>> START TASK DATA

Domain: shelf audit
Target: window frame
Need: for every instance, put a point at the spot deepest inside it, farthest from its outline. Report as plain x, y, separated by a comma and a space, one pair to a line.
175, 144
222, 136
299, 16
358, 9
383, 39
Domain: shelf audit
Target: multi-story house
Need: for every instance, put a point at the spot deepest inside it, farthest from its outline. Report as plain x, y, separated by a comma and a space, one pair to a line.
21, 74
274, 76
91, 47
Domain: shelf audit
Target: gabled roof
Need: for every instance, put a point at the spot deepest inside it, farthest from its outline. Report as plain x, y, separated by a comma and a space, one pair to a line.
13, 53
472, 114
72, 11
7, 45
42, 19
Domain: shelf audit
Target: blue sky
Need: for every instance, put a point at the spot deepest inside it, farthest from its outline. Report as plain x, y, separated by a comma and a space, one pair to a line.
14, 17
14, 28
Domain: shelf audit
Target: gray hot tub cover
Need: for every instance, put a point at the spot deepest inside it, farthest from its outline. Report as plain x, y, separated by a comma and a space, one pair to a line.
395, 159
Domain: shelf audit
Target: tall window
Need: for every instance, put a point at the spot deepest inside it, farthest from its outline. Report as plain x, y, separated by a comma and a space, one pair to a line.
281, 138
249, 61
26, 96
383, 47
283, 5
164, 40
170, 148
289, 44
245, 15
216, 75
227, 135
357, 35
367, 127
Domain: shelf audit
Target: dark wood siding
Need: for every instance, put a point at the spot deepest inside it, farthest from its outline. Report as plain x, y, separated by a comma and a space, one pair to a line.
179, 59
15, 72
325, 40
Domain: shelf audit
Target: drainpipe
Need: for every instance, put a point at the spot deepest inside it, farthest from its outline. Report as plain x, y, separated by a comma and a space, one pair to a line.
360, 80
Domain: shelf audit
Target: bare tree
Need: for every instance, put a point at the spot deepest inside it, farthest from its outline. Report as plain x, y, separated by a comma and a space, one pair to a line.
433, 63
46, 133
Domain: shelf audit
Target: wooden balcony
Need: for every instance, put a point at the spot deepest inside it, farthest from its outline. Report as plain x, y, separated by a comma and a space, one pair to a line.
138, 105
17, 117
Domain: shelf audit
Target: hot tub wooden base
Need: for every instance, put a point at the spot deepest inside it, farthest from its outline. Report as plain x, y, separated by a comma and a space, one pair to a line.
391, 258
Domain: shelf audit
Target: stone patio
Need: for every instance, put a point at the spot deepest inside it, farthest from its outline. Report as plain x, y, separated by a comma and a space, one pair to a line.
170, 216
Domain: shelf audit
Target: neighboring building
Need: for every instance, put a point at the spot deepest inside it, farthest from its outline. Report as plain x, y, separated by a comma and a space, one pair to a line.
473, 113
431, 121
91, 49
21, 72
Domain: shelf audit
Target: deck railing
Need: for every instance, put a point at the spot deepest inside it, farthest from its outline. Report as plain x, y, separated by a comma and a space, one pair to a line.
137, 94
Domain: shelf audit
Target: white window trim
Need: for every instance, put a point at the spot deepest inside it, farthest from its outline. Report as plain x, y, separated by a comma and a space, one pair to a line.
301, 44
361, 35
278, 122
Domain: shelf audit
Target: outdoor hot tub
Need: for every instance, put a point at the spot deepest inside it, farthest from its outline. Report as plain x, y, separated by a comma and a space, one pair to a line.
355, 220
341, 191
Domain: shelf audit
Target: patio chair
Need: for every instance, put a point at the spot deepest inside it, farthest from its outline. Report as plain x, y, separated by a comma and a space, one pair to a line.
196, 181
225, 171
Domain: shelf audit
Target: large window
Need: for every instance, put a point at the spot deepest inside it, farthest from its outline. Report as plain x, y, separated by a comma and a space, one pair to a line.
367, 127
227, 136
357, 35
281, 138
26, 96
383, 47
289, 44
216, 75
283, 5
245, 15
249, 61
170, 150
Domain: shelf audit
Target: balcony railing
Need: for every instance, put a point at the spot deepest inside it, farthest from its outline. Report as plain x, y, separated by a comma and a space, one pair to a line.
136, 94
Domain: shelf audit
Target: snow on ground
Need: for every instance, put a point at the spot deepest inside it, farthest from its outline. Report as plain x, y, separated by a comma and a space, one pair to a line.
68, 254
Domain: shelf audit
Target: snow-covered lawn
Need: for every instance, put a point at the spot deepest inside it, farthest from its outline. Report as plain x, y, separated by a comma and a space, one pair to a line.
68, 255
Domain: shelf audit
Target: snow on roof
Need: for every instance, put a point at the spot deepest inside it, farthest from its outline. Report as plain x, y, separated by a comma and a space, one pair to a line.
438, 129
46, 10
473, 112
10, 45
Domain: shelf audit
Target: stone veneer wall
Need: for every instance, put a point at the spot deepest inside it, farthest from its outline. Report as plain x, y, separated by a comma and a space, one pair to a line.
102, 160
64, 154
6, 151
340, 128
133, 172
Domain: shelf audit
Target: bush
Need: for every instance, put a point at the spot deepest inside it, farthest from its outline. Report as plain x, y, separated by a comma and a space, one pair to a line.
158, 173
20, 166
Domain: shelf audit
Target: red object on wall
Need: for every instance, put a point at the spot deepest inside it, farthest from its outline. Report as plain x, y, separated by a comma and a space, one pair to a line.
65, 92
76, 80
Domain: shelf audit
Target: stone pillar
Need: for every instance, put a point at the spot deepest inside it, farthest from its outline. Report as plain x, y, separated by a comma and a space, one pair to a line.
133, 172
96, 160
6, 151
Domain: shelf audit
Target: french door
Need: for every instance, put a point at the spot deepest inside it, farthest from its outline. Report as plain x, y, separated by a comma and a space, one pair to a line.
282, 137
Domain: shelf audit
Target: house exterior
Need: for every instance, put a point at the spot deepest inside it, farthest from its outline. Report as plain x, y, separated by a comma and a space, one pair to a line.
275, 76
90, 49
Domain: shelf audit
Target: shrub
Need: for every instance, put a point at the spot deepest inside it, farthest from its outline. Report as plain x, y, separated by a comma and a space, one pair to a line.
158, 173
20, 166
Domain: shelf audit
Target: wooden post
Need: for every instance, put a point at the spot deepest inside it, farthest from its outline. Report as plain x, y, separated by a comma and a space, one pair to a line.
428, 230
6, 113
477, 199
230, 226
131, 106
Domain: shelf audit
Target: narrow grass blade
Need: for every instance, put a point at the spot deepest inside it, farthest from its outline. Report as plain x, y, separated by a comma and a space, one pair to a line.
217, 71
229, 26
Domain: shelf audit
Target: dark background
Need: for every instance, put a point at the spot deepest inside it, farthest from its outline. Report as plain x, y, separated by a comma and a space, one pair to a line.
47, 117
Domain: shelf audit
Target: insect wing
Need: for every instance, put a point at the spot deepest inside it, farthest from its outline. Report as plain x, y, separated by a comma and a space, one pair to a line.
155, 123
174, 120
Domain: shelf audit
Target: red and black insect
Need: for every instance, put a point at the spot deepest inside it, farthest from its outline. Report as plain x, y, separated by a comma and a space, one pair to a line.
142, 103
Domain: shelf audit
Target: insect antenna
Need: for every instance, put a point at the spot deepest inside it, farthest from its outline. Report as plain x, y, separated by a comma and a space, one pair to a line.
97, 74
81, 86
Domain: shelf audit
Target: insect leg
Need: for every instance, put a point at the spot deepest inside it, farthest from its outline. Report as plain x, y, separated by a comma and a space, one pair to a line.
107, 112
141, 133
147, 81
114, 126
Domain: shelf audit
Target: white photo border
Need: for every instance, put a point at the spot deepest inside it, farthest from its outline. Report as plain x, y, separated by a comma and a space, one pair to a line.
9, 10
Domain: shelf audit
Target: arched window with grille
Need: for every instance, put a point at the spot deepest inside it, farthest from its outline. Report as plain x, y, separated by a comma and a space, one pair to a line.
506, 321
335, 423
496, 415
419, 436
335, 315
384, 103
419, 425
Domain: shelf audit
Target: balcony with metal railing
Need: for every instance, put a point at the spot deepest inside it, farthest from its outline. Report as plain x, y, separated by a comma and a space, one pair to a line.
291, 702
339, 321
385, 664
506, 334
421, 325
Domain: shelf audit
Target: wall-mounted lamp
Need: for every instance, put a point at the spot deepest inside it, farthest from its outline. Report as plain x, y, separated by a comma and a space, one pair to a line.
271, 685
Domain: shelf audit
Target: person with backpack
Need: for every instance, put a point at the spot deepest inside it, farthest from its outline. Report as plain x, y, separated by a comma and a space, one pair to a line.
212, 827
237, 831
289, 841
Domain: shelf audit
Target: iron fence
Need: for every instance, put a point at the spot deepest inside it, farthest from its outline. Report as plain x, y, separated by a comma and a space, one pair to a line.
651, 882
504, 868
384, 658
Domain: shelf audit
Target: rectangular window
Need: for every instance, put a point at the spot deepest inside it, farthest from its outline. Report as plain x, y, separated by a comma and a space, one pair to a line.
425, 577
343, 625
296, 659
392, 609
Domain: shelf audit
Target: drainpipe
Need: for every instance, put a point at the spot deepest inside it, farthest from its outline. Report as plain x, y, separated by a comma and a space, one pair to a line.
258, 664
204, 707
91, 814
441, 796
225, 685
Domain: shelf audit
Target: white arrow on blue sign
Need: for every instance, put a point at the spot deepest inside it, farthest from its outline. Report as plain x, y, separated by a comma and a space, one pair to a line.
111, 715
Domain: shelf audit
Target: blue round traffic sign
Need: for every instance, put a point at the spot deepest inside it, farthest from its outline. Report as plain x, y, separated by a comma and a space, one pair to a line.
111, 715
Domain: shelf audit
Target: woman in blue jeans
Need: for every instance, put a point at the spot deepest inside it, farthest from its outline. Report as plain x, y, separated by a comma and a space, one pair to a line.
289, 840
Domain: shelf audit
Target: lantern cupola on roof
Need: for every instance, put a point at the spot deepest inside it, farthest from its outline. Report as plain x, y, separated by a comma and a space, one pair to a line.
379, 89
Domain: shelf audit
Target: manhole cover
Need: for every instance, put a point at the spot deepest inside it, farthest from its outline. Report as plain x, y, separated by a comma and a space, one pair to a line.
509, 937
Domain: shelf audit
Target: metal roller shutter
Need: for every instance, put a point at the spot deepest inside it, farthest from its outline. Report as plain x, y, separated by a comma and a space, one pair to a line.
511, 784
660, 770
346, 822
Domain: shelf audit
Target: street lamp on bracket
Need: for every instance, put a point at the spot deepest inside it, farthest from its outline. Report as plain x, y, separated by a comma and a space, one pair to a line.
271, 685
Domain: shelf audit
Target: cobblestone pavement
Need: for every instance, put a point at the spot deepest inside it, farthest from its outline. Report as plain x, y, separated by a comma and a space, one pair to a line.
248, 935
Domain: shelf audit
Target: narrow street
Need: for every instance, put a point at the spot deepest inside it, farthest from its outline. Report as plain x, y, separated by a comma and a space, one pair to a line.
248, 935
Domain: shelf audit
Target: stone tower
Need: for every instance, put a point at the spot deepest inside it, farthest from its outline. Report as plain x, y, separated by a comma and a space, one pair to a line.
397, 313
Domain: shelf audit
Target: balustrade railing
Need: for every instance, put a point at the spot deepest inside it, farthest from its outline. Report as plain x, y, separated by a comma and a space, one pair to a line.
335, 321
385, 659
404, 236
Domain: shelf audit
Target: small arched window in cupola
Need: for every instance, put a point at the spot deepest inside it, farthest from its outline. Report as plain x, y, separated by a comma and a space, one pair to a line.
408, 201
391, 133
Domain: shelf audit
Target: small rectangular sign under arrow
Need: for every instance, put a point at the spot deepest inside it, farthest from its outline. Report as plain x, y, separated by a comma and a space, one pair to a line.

>> END TASK DATA

■ **WHAT YOU ARE ASKED TO DO**
How many of the lines above contain the word "window"? Give only the number.

■ **FINISHED TASK**
7